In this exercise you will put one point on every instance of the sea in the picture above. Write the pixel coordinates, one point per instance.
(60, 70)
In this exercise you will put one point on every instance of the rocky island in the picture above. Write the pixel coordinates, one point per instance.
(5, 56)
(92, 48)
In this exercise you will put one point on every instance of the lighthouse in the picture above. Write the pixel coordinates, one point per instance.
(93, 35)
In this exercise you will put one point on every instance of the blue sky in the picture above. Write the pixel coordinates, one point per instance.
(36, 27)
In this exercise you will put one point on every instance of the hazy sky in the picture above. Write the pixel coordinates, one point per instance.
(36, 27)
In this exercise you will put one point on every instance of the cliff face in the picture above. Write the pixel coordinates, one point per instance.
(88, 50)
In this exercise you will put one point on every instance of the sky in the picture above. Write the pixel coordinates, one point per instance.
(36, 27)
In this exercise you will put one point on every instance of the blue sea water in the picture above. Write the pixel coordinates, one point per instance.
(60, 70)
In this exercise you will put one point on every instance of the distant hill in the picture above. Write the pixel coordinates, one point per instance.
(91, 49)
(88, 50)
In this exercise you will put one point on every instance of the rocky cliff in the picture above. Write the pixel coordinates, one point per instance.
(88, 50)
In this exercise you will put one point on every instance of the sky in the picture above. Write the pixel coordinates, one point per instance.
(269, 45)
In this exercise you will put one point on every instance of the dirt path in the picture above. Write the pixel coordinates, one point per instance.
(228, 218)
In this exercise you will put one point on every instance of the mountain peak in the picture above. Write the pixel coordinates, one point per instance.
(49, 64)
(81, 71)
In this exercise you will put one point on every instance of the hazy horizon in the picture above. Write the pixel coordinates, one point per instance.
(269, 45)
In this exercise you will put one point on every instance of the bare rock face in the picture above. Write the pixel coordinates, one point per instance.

◆ Exercise description ◆
Please copy all of the data above exactly.

◆ Written answer ◆
In this exercise you will put one point on every instance of the sea in the picture above. Write the pixel coordinates, one point per instance.
(60, 70)
In this exercise you will put one point on every instance of the rocky island in the picture above. Write the pixel coordinates, one point per instance.
(5, 56)
(92, 48)
In this exercise you will put one point on every instance of the lighthouse in the picture above. Write the pixel coordinates, one point per instance.
(93, 35)
In this exercise you will put one point on every instance of the blue sky in the picture above. Write the pixel coordinates, one point per instance.
(36, 27)
In this exercise you will put one point on every instance of the hazy sky in the picture above. Write the pixel coordinates, one point per instance.
(36, 27)
In this exercise you will put one point on every instance of the cliff face in the picture above. Write the pixel coordinates, one point per instance.
(88, 50)
In this exercise you will put one point on every instance of the sky in the picture above. Write the pixel coordinates, one point per instance.
(36, 27)
In this exercise you will put one point on every instance of the blue sea water in the picture above. Write the pixel coordinates, one point per instance.
(60, 70)
In this exercise you will put one point on every instance of the distant hill in the picture above. Write the pixel coordinates, one point per instance.
(91, 49)
(88, 50)
In this exercise you will put one point on every instance of the rocky cliff in the picture above. Write the pixel coordinates, one point per instance.
(88, 50)
In this exercise you will put one point on every instance of the sky in the picture above. Write the pixel coordinates, one point per instance.
(269, 45)
In this exercise you will put one point on every instance of the dirt path in the picture above. Write the pixel coordinates, one point per instance.
(228, 218)
In this exercise you will put one point on every instance of the mountain peak in the picture above. Write the pixel coordinates, one point per instance.
(49, 64)
(81, 71)
In this exercise you will put one point on every instance of the hazy horizon in the picture above. Write the pixel coordinates, one point per instance.
(269, 45)
In this exercise you will put one point on every instance of the bare rock face in the picture above. Write the pixel coordinates, one point per instance.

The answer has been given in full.